■ TEXTO FORNECIDO ■
==================================================

Comércio e investimento crescem, mas continuam abaixo do potencial
O outro gigante asiático, a Índia, até agora adotou uma abordagem menos agressiva com respeito à América Latina. O comércio bilateral aumentou significativamente, de US$ 2 bilhões em 2002 para US$ 25 bilhões em 2011, mas equivale a apenas 10% do comércio China- América Latina e representa menos de 1% do comércio exterior total da América Latina. Apesar de complementaridades óbvias, há obstáculos para um relacionamento comercial mais estreito, incluindo barreiras alfandegárias elevadas, especialmente do lado da Índia (a tarifa média sobre exportações agrícolas latino-americanas é de 65%, comparada com 12,5% na China, segundo o BID), e altos custos de transporte e logística, dadas as carências de infraestrutura de ambos os lados.
Em termos de IDE, o investimento indiano na América Latina aumentou quatro vezes na última década, de menos de 1% do influxo total nos anos 1990 para uma média de 4% em 2002-06. Ele se concentra em recursos naturais, serviços de tecnologia da informação (TI) e setor automotivo. O Brasil e, em menor medida, a Argentina foram os maiores beneficiários do IDE indiano na região.
Vontade política se intensifica
O relacionamento entre a Índia e a América Latina até agora foi conduzido principalmente pelo setor de negócios (com multinacionais indianas como Tata Consulting Services, Infosys, Sasken e Genpact na liderança). No entanto, o crescente potencial econômico da América Latina (reforçado pela descoberta de novas reservas de hidrocarbonetos e gás) e um ambiente empresarial melhor, juntamente com o crescente perfil internacional da região, cada vez mais a colocaram na agenda política da Índia, levando à criação de uma estratégia de contato mais estruturada.
Com base na assinatura de acordos de comércio preferenciais com o Mercosul (a união alfandegária do Cone Sul) e o Chile, as autoridades indianas intensificaram as iniciativas oficiais para estabelecer relações mais estreitas com o continente. Neste ano verificou-se um número crescente de interações de alto nível entre líderes políticos indianos e seus homólogos latino-americanos (a presidente do Brasil e o primeiro-ministro de Trinidad e Tobago visitaram a Índia, enquanto o primeiro-ministro indiano, Manmohan Singh, visitou o México para a cúpula do G-20 e o Brasil para a cúpula Rio+20).

==================================================

■ DADOS REGISTRADOS ■
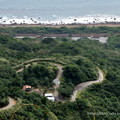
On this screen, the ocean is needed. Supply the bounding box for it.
[0,0,120,23]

==================================================

■ PROPOSTA DO EXERCÍCIO ■
Dê continuidade ao texto sobre as relações econômicas e políticas entre a Índia e a América Latina, começando logo após a última frase apresentada.

■ RESPOSTA ESCRITA ■
Além disso, em agosto a Índia vai abrigar o primeiro “diálogo” com ministros de Relações Exteriores de países latino-americanos, com o objetivo de estabelecer um fórum semelhante ao criado com a África, como meio de se envolver de forma mais ativa na região. O primeiro “diálogo” deverá ocorrer em Nova Déli e incluirá o ministro das Relações Exteriores da Índia, assim como ministros do Chile, Cuba e Venezuela. As declarações oficiais indicam o interesse da Índia em forjar uma parceria que abrange uma ampla série de temas com uma região que abriga quase 600 milhões de pessoas, rica em recursos e com uma localização estratégica, próxima aos mercados norte-americanos. A América Latina representa um mercado dinâmico mas ainda não explorado pela Índia, e poderá ter um papel central para garantir a segurança energética da Índia. O subcontinente atualmente conta com os países do Golfo para suas necessidades de combustível fóssil, um fornecedor muito mais volátil.
Um seminário de alto nível organizado pela Confederação da Indústria Indiana (CII) em 17 de julho, sobre a Índia e a América Latina, do qual participaram representantes diplomáticos de nove países latino-americanos, foi mais um sinal do crescente interesse indiano por reforçar os laços bilaterais. O evento indicou as importantes complementaridades entre o subcontinente e a América Latina e a crescente vontade política de superar desafios como os altos custos do comércio e do transporte.
Desafios
Se a maior vontade política de promover uma parceria Índia- América Latina é um passo promissor na direção certa, a América Latina enfrentará o desafio de garantir que o relacionamento seja benéfico, reforçando suas perspectivas de crescimento em médio prazo. Em particular, embora a força da Índia esteja nos serviços, há um risco de maior concorrência pelo setor manufatureiro na América Latina (especialmente considerando os custos de mão-de-obra muito inferiores na Índia) e o desenvolvimento de uma relação assimétrica muito parecida com a que tem com a China.
Para evitar isso, a América Latina terá de fazer mais para promover a competitividade de suas próprias indústrias, abordando antigas deficiências de infraestrutura, treinamento e educação, acesso ao crédito e pesquisa e desenvolvimento. Isso também poderá ser feito ao se garantir que o IDE na América Latina tenha uma repercussão significativa na economia interna em termos de transferência de conhecimento, tecnologia e capacidades administrativas; criando iniciativas empresariais para promover o comércio intraindustrial com a Índia; e na cooperação em inovação e desenvolvimento de capital.